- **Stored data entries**
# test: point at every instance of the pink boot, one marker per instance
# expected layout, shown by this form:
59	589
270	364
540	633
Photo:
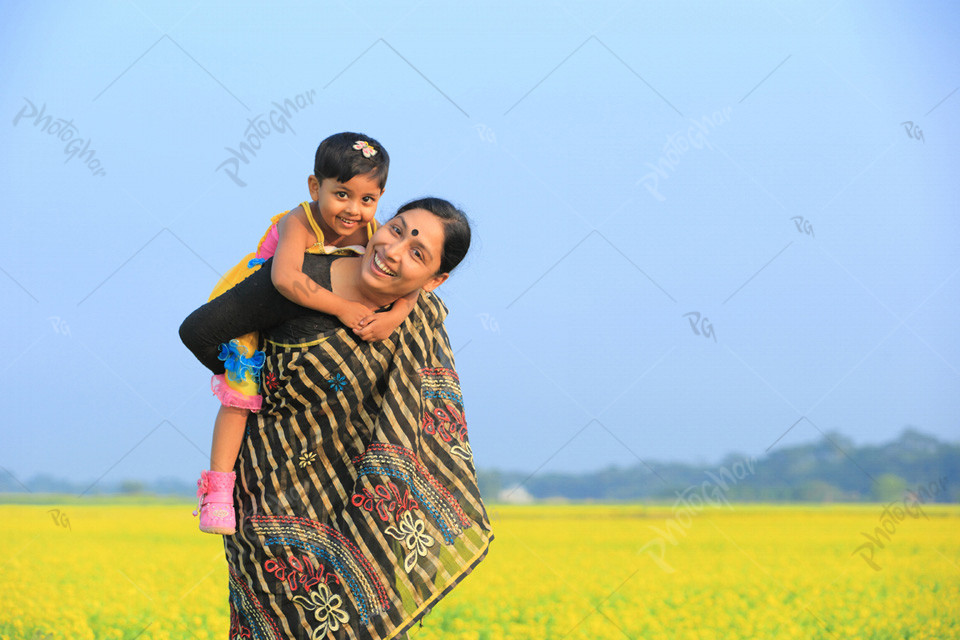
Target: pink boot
215	502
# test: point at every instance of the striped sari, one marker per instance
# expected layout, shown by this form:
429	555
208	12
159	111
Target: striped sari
357	498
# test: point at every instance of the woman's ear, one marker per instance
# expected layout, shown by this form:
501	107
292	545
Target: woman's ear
435	281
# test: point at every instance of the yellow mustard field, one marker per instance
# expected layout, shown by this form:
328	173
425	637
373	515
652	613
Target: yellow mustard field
90	571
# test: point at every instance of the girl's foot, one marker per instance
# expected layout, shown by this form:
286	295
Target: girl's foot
215	502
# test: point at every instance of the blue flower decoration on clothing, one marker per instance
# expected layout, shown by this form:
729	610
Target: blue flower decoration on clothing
236	363
337	382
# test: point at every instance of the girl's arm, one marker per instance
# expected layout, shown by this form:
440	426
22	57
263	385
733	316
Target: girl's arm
380	326
289	279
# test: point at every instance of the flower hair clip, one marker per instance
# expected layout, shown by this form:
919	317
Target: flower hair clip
365	148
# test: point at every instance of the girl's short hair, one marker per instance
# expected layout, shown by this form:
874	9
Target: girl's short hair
456	229
336	158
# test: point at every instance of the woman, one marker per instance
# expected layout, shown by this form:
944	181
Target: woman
356	492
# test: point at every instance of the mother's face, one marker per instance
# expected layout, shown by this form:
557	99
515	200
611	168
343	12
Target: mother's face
404	255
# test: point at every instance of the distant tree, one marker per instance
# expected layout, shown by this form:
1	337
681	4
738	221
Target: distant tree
132	487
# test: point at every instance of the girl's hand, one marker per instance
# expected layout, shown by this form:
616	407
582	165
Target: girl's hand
374	328
351	313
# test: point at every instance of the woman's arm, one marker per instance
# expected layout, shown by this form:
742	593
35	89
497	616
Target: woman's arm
289	279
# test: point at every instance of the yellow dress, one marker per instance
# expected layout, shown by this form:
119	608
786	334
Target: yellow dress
239	386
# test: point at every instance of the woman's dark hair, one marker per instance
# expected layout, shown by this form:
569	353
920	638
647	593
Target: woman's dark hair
336	158
456	229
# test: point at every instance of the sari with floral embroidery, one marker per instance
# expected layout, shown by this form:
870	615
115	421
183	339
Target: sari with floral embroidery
357	498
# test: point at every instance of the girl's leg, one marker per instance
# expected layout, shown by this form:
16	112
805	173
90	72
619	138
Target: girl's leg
227	436
215	487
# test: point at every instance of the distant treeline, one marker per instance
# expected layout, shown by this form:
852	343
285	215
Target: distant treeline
831	470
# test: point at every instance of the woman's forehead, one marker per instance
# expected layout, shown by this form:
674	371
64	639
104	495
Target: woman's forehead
425	225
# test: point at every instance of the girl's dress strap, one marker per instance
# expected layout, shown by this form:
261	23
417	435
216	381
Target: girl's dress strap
313	223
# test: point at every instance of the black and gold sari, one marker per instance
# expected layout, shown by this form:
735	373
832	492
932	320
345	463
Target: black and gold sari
357	498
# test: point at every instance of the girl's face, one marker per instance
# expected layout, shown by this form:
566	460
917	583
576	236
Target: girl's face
347	206
404	254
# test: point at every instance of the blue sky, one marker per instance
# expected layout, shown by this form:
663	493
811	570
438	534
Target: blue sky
696	226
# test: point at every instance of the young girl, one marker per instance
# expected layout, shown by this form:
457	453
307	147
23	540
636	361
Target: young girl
350	173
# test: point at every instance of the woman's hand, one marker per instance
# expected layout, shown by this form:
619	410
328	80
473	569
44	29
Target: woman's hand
351	313
375	327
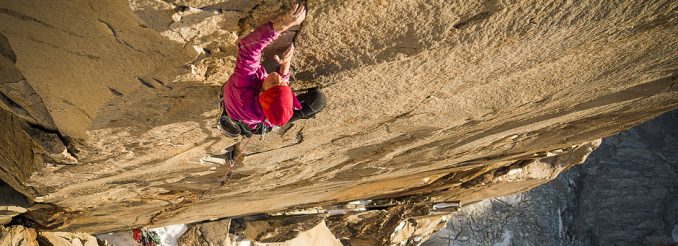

- **YOUR ASSIGNMENT**
For each record above, write out its text exactly and skip any picture.

- **ANSWER SECTION**
# test: point at every instance of the pink boot, one marker per instance
# expected layout, shown by this form:
59	589
270	364
540	633
Photo:
Target: pink boot
215	502
# test: point at every instance of the striped sari, one marker per instance
# expected layout, shown by this form:
429	555
208	12
159	111
Target: striped sari
357	498
# test: point at every instance of the woman's ear, one marker per instance
# expected layout, shown by this form:
501	107
292	545
Target: woman's ear
435	281
# test: point at every instance of the yellow mustard field, one marker per instance
# expected layout, shown by this form:
328	173
425	637
373	515
652	613
Target: yellow mustard field
90	571
# test: point at every instance of the girl's foot, one marker per instance
# expected layout, shown by this form:
286	295
Target: girl's foot
215	502
# test: point at every instance of the blue flower decoration on clothing, one marker per instance
# expected layout, shown by this form:
729	610
Target: blue flower decoration on clothing
236	363
337	382
# test: point at every instance of the girl's arm, one marker per instance
# expected layout, shown by this form:
440	426
22	57
263	385
733	316
Target: girl's arm
380	326
289	279
# test: point at every instance of the flower hair clip, one marker per instance
# expected layout, shown by this form:
919	317
Target: flower hair clip
365	148
# test: point at every instance of the girl's short hair, one marker per instance
# expected layout, shown by this form:
874	9
Target: girl's short hair
456	229
336	158
# test: point at every instance of the woman, one marker per instance
# expected layout, shown by this form:
944	181
Target: woman
356	492
# test: point at every instance of the mother's face, one marker per instance
# expected layout, shown by this form:
557	99
515	200
611	168
343	12
Target: mother's face
404	255
# test: point at every instance of the distant tree, one marker per instance
# expected layout, shown by this form:
1	337
681	4
738	221
Target: distant tree
132	487
# test: point at every instance of the girl's hand, one marker per instance
# expected layout, shown by this form:
616	407
582	165
Target: girl's hand
374	328
351	313
# test: point at every instance of the woman's arm, one marker per instance
# expected layout, shown by this form:
742	593
35	89
497	616
Target: woman's arm
289	279
# test: point at every instance of the yellow dress, one marker per instance
# expected layout, shown by this form:
119	608
786	334
Target: yellow dress
239	386
# test: point at every instance of the woman's dark hair, one marker per instance
# expected layout, shown by this form:
569	353
920	638
647	593
Target: woman's dark hair
336	158
456	229
# test: point at every instance of the sari with floral embroidery, one marker per instance
# expected layout, shown by this form:
870	615
115	421
183	339
Target: sari with floral embroidery
357	498
# test: point at every instance of the girl's leg, one marker per instance
# expected layout, shown by this form:
16	112
805	173
90	72
619	138
Target: girl's leg
227	436
215	487
# test: point at every instance of the distant treeline, one marker per instance
# expected layout, shown by this form:
852	343
285	215
Target: distant treeline
831	470
# test: point at every instance of the woman's forehead, one marker per instance
# expected layout, shown by this form:
674	371
64	639
104	495
Target: woman's forehead
425	225
# test: point at every instance of the girl's dress strap, one marker per instance
# expected layout, shown by this form:
261	23
417	435
216	381
Target: girl's dress strap
313	223
# test: point at every instance of the black and gold sari, one marker per instance
# expected layout, shown by this form:
735	373
832	492
932	320
345	463
Target: black and gold sari
357	498
# test: point at every instance of the girl's face, one marker per instance
# expected layout, shown by this form:
566	460
917	583
576	236
Target: girl's face
347	206
404	254
# test: point at every instance of the blue sky, one marker per instance
# expected layout, shown by this form:
663	493
811	570
438	534
Target: blue sky
696	226
# test: point at every instance of the young girl, one marker per instance
# expected layout, shown by this form:
457	453
307	147
23	540
636	361
Target: young girl
350	173
# test: point at every instance of the woman's hand, one marker per instance
# expected layout, shown by this form:
619	410
328	80
473	569
44	29
Target: woman's hand
351	313
375	327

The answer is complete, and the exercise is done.